[Given exercise 1]
Find every line in the rows that contains the string "stone", treating uppercase and lowercase as different, and copy each of those lines.

##### Given text #####

After much research, it has become clear that a Golden Retriever is the breed that best suits our situation, we would like the dog to be a companion dog for our eldest (not a service dog, but a loving friend), whilst also being an exercise partner for myself and my wife.

After substantial research, we've decided we are definitely leaning towards a working line, for the smaller stature, health benefits and as we feel it would fit into our lives better, however we are concerned about getting a dog that may be too 'hot' or working focussed, as although we can promise lots of exercise, we would hate to have a dog that is bored because we didn't choose wisely.

We've now become aware that there are some breeders who are breeding dual purpose golden retrievers, which are lighter boned and smaller than the show types, with the drive and energy, but also an off switch and ability to chill out within the home, a best of both worlds if you were.

I've had a look around, but it seems that whilst its fairly easy to find show lines, or working lines online (Champ dogs etc), finding dual purpose litters is a little tougher.

Has anyone got any recommendations on breeders that fit this remit, or knowledge of any current or planned litters?

We are based in South Devon, but are more than happy to travel for the right dog.

Many thanks in advance for your help.


----------



## Siskin

My GR is dual purpose, her breeder works his dogs and shows them successfully. I wouldn't say she is much lighter boned then the average show dog, but she is less hefty and her coat is not so heavy.

##### Provided data #####

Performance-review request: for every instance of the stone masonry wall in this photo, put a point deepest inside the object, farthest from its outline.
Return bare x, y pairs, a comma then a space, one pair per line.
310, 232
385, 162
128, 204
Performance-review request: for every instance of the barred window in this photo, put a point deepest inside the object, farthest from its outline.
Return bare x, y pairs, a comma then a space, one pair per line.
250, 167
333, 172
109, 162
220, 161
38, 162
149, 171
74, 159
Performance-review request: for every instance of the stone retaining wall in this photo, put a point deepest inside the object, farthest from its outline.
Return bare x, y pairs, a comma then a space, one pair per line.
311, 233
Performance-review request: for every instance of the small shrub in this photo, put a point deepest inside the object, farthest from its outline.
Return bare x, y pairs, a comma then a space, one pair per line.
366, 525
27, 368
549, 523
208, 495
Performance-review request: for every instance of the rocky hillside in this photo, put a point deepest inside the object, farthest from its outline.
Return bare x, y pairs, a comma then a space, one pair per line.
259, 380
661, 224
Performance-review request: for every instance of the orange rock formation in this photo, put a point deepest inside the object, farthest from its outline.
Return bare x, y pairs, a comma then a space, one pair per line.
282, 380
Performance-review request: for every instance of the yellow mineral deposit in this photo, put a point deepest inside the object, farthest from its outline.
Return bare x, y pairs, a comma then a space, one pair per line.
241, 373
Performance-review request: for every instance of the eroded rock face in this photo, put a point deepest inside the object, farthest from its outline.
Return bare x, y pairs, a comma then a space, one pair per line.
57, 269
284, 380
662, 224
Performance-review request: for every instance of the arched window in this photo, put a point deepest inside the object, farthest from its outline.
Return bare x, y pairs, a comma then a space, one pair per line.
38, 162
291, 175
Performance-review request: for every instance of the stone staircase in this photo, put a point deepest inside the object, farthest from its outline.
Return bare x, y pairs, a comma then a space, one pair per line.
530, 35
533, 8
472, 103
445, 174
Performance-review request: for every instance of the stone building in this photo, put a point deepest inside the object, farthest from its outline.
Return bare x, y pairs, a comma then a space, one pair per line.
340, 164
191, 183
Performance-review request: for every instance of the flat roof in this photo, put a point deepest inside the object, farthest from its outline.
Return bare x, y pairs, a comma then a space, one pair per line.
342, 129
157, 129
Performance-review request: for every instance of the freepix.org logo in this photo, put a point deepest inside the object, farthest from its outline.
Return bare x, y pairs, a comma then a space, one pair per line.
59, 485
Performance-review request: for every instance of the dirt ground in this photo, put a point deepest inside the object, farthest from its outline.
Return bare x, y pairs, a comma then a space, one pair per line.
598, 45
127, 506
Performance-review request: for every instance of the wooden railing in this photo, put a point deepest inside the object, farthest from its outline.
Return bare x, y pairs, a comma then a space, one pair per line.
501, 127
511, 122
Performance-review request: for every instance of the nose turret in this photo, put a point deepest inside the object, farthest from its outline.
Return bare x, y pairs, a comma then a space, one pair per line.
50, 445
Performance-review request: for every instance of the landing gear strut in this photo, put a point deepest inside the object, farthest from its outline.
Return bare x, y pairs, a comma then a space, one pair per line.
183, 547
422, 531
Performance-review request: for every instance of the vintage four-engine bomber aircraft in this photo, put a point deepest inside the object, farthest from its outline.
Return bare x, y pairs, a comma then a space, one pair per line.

#####

[Given exercise 2]
Continue the forum thread about finding a dual-purpose Golden Retriever breeder, starting right after its final sentence.

[Written reply 1]
Performance-review request: for every instance of the stone masonry wall in this photo, put a point deepest inside the object, farthest from its outline.
Performance-review request: for every instance of the stone retaining wall in this photo, put a point deepest inside the object, farthest from its outline.
Performance-review request: for every instance of the stone staircase in this photo, put a point deepest inside the object, farthest from its outline.
Performance-review request: for every instance of the stone building in this photo, put a point deepest inside the object, farthest from its outline.

[Written reply 2]
She definitely has a good 'off' switch although it took a while before it began to function. As a puppy she was always on the go and didn't sleep much during the day and she is certainly bright and easy to train, she is desparate to please.
When I was looking for a puppy I was also concerned that a working line dog would be too hot, but some working lines are relatively calm so it may well be a good idea to talk to the breeders.
There are a number of people in the West Country tending to breed dual purpose dogs, so I don't think you will have too much problem finding someone who has puppies or are planning a litter (my dogs breeder isn't planning a litter for quite a while). Try contacting the GR breed club for the area for advice and breeders who breed dual purpose dogs, then contact them for further advice and to whether they are planning any litters this year.
Champdogs do have a tick box on the search criteria for dual purpose. It may well be a case of contacting breeders for forthcoming litters as dual purpose goldens are becoming more popular.
I'm away from home at the moment or I would be able to give you dual purpose breeders from my dogs pedigree.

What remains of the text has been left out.